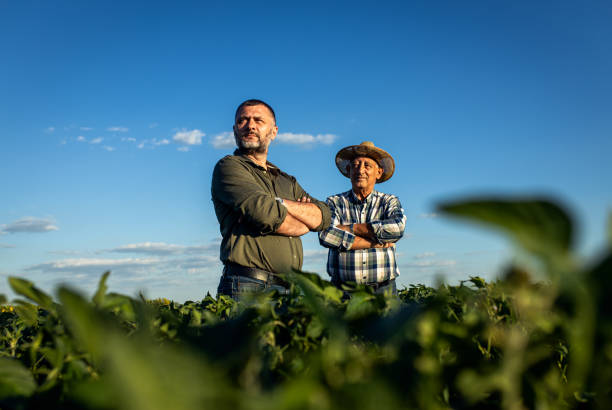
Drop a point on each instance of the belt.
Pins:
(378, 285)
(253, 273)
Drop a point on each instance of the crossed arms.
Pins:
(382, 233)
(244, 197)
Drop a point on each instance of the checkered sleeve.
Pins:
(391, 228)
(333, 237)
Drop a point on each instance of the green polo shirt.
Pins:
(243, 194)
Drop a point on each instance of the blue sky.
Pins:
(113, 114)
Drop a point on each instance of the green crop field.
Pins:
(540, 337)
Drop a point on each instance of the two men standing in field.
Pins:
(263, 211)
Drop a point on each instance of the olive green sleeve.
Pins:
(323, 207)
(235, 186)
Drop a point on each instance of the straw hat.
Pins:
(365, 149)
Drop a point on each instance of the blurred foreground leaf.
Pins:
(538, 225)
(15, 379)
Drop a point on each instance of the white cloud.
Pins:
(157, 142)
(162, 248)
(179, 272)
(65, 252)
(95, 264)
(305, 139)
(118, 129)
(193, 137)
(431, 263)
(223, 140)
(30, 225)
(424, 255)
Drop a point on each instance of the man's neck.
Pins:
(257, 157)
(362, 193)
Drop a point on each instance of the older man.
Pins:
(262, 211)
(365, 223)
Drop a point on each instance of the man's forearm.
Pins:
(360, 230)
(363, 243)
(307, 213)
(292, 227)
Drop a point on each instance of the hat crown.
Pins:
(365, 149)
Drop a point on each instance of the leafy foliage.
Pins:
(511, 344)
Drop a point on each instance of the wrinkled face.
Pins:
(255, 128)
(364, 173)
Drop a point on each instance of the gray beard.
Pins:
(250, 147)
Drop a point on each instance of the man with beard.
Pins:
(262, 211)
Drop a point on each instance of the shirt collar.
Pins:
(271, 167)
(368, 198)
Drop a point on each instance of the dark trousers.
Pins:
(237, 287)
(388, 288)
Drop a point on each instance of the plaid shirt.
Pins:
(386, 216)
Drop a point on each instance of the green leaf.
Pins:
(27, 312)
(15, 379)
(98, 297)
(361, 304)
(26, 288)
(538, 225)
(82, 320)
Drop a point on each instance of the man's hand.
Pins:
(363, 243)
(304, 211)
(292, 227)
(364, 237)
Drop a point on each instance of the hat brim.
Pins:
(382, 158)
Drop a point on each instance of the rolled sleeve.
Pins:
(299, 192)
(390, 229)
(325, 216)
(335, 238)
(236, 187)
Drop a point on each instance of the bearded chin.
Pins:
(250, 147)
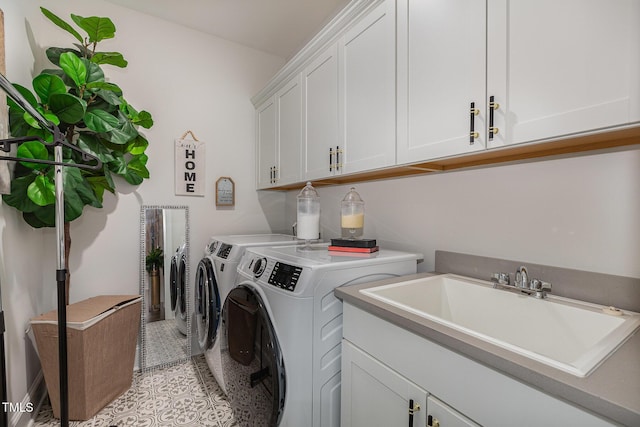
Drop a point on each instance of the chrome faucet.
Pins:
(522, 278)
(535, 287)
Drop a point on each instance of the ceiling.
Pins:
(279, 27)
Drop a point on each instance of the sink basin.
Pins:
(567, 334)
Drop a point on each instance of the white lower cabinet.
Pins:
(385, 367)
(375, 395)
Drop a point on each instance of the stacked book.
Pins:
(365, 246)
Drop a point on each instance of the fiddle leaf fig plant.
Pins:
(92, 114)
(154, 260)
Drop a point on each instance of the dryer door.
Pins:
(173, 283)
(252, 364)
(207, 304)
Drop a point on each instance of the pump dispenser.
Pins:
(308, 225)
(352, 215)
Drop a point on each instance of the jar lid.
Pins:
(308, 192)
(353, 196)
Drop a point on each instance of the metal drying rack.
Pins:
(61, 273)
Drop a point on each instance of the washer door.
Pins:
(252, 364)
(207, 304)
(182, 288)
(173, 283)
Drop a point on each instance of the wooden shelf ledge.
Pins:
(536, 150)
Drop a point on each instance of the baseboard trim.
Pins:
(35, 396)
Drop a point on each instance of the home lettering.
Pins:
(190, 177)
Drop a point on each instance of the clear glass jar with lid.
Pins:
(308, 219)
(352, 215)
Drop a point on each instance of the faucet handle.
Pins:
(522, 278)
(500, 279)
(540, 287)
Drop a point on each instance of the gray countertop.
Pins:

→ Work instructions:
Within the entries above, report how many lines contain the word "shirt"; the figure is all that is wanted.

→ Answer to this exercise:
3